# Information supplied
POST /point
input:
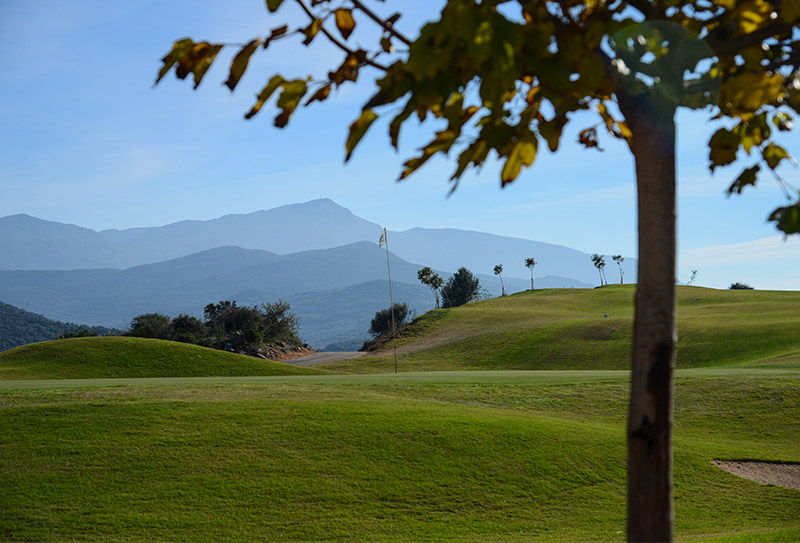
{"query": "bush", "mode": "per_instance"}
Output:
(740, 286)
(188, 329)
(80, 332)
(381, 324)
(226, 326)
(460, 289)
(152, 325)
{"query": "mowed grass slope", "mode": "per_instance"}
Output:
(348, 462)
(592, 329)
(122, 357)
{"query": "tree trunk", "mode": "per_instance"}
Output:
(650, 505)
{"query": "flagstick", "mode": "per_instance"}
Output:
(391, 299)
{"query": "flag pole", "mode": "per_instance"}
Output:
(384, 240)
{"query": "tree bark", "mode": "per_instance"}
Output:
(650, 504)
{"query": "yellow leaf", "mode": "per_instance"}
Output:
(357, 131)
(273, 84)
(523, 154)
(240, 62)
(345, 22)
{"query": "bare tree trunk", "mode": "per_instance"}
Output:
(650, 504)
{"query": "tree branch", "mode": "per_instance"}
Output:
(335, 41)
(383, 24)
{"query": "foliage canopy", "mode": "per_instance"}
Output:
(504, 77)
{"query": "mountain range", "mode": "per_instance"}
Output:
(318, 256)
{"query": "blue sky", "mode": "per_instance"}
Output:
(87, 140)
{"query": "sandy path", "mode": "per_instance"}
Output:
(321, 358)
(767, 473)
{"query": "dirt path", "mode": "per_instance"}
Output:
(321, 358)
(766, 473)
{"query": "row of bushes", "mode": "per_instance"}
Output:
(225, 326)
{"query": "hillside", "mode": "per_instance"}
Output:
(20, 327)
(332, 291)
(123, 357)
(591, 329)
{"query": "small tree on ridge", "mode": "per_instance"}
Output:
(530, 263)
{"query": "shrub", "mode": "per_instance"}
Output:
(152, 325)
(740, 286)
(461, 288)
(381, 324)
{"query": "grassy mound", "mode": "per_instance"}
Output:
(592, 329)
(406, 461)
(118, 357)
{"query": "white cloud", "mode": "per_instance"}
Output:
(761, 250)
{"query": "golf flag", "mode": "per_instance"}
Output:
(382, 241)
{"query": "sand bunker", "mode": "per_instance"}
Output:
(767, 473)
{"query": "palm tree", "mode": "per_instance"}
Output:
(530, 263)
(619, 259)
(599, 263)
(498, 270)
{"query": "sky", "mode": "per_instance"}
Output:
(87, 139)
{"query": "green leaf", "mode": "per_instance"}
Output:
(273, 5)
(345, 22)
(240, 62)
(773, 154)
(748, 177)
(523, 154)
(357, 131)
(273, 84)
(787, 219)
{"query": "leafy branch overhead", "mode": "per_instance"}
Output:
(503, 76)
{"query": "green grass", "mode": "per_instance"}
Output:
(384, 458)
(124, 439)
(592, 329)
(120, 357)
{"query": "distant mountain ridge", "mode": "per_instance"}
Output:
(317, 255)
(20, 327)
(27, 243)
(335, 292)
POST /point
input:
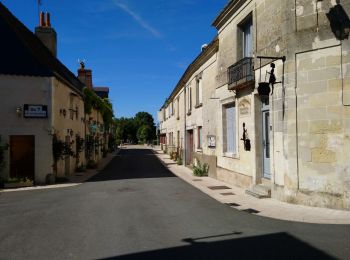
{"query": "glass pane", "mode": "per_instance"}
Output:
(267, 136)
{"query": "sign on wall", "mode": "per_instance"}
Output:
(35, 111)
(211, 141)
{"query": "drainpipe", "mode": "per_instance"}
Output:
(185, 139)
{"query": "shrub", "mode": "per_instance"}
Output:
(200, 169)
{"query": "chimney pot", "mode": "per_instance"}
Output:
(48, 20)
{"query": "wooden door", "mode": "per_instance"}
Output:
(22, 156)
(189, 147)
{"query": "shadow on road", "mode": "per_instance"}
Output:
(133, 164)
(272, 246)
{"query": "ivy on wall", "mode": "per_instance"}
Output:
(3, 147)
(103, 105)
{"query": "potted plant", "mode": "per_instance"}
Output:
(17, 182)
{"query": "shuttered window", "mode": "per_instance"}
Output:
(230, 128)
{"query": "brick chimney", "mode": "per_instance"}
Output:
(46, 33)
(85, 75)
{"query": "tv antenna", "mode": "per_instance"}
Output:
(82, 63)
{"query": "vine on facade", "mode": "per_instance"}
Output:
(3, 147)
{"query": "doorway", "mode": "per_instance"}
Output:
(22, 156)
(67, 158)
(189, 159)
(266, 138)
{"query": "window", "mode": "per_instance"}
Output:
(200, 137)
(229, 127)
(189, 103)
(178, 108)
(247, 30)
(199, 91)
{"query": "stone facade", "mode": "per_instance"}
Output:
(299, 135)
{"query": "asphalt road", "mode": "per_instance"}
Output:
(136, 209)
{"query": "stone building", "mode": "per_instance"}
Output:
(292, 144)
(42, 105)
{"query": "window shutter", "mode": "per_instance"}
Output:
(230, 128)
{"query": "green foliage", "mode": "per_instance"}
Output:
(139, 128)
(144, 133)
(91, 100)
(200, 169)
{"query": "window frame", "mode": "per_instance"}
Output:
(226, 152)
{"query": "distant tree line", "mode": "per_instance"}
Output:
(137, 129)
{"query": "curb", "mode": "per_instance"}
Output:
(80, 177)
(235, 197)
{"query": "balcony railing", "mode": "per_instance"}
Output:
(240, 74)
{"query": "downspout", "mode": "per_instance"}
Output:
(185, 139)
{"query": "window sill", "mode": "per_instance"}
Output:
(199, 105)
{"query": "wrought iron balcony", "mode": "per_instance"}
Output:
(241, 74)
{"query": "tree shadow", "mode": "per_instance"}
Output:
(133, 164)
(271, 246)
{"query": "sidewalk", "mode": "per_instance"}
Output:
(76, 179)
(237, 198)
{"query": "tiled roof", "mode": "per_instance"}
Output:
(22, 53)
(103, 89)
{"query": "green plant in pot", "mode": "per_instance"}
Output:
(200, 169)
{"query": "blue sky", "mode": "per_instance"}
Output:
(138, 48)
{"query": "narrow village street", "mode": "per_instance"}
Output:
(136, 209)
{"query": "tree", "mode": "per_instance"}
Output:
(144, 133)
(134, 129)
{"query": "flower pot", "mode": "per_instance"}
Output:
(264, 89)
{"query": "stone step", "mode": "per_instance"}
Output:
(259, 191)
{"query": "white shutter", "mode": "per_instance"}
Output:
(200, 91)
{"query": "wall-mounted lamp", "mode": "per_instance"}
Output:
(19, 111)
(70, 132)
(63, 112)
(339, 22)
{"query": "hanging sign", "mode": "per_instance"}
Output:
(34, 111)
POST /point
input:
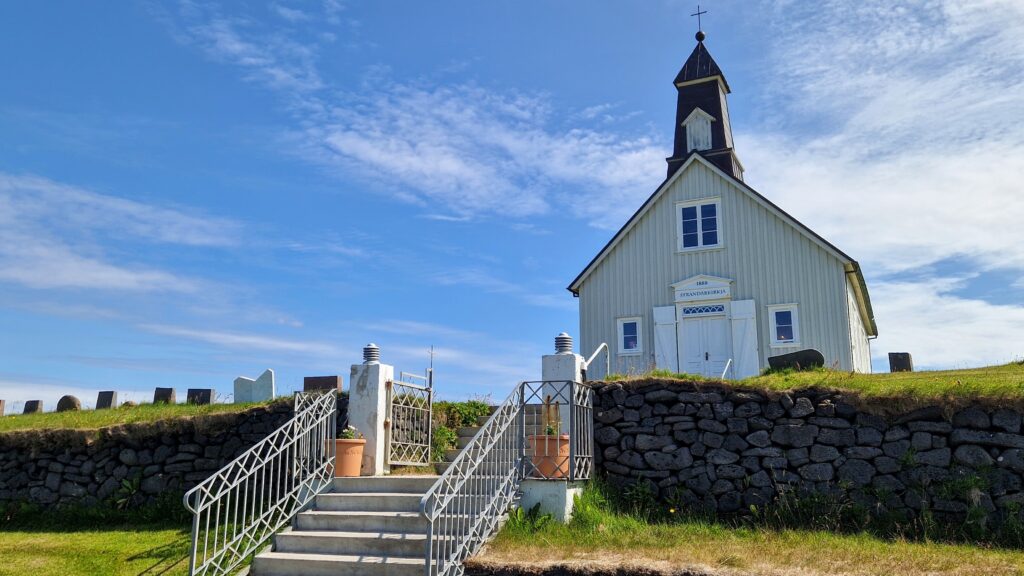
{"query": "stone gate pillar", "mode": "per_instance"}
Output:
(368, 407)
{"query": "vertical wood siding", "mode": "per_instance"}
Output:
(768, 259)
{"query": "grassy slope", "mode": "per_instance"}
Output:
(91, 419)
(598, 536)
(1003, 385)
(115, 551)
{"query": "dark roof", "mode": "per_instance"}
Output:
(862, 285)
(698, 66)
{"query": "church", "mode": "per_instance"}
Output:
(710, 277)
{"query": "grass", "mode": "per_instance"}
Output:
(115, 551)
(1001, 385)
(601, 537)
(92, 419)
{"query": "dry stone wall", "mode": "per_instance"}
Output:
(88, 467)
(726, 449)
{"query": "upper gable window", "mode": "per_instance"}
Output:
(697, 224)
(697, 126)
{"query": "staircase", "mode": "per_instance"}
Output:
(361, 526)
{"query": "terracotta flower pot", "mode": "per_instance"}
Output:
(550, 455)
(348, 456)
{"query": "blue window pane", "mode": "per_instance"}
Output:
(630, 328)
(783, 318)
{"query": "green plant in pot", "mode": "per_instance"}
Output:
(550, 451)
(348, 452)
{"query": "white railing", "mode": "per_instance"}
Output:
(243, 504)
(467, 503)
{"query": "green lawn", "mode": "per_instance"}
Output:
(114, 551)
(600, 537)
(1001, 385)
(91, 419)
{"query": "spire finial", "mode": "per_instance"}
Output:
(699, 35)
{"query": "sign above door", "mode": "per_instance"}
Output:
(702, 287)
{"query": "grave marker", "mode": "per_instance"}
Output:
(260, 389)
(317, 383)
(166, 396)
(200, 397)
(107, 400)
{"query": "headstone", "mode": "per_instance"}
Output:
(69, 404)
(260, 389)
(201, 397)
(105, 400)
(166, 396)
(316, 383)
(900, 362)
(801, 360)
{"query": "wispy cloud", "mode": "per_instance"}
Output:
(52, 236)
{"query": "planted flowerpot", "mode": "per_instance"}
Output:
(550, 454)
(348, 456)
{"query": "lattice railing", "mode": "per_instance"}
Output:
(242, 505)
(465, 506)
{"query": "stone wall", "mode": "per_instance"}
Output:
(87, 467)
(725, 449)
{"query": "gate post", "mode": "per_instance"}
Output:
(368, 407)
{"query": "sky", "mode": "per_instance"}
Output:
(193, 191)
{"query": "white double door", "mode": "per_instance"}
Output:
(705, 344)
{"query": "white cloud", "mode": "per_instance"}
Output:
(50, 237)
(941, 329)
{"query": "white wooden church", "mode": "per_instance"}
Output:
(709, 276)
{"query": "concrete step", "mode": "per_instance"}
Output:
(370, 501)
(297, 564)
(355, 543)
(410, 484)
(359, 522)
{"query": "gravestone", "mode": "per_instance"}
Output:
(801, 360)
(166, 396)
(69, 404)
(201, 397)
(317, 383)
(900, 362)
(260, 389)
(105, 400)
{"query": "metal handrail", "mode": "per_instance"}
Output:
(243, 504)
(466, 504)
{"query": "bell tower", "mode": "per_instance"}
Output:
(702, 114)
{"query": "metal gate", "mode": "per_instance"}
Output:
(410, 415)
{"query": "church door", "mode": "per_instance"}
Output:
(706, 344)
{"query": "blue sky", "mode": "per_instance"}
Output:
(193, 191)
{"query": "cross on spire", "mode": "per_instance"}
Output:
(697, 14)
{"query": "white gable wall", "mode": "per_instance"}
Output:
(769, 260)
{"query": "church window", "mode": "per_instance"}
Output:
(630, 341)
(697, 126)
(784, 325)
(698, 224)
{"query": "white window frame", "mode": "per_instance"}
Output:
(794, 310)
(620, 328)
(718, 222)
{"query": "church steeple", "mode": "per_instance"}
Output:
(702, 115)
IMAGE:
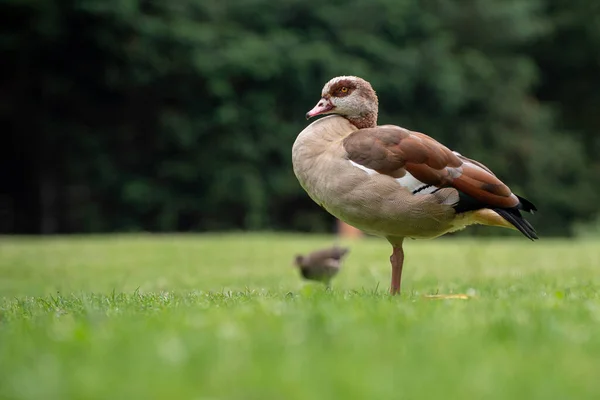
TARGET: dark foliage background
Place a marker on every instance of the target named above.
(126, 115)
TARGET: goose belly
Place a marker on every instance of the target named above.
(376, 204)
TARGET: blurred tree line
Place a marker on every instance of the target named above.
(123, 115)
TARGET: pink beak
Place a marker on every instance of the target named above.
(322, 107)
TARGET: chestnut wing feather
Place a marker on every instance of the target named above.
(393, 151)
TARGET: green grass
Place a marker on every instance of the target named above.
(226, 317)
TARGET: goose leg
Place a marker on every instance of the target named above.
(397, 261)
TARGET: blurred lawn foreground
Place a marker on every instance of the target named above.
(227, 317)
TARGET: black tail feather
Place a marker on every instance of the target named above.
(513, 216)
(526, 205)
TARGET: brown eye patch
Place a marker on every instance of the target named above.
(342, 88)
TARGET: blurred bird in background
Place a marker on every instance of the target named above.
(321, 265)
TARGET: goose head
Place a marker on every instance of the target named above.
(351, 97)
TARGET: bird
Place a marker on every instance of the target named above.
(392, 182)
(321, 265)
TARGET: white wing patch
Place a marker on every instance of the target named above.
(407, 181)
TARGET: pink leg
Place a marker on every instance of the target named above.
(397, 261)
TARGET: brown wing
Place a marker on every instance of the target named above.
(393, 151)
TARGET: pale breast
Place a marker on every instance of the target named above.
(374, 203)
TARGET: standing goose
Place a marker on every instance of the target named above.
(392, 182)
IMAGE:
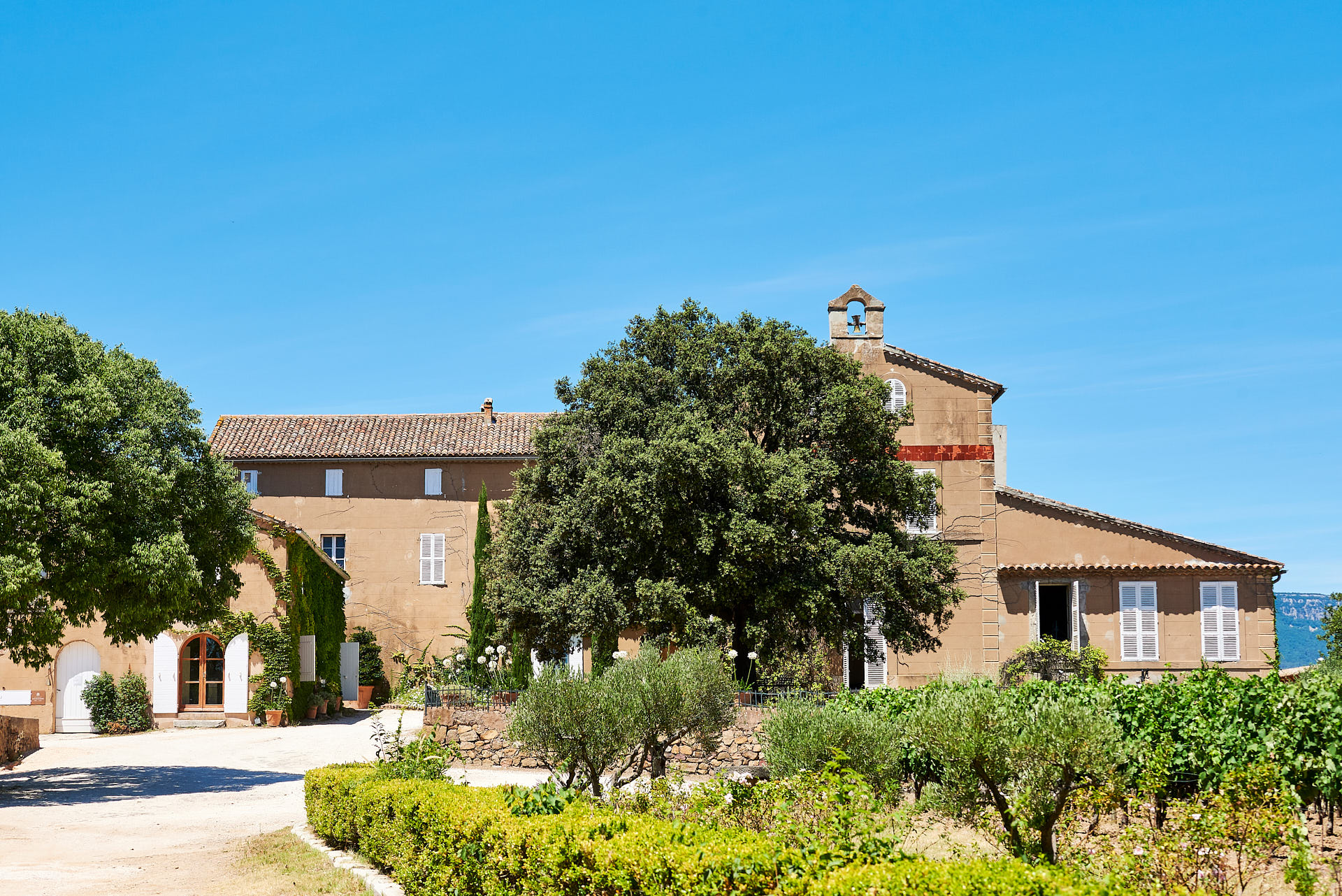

# Requirement
Every line above that contains the word "facade" should be reported.

# Task output
{"query": "vine on facade", "mode": "per_instance"}
{"query": "stone facade", "mode": "per_instance"}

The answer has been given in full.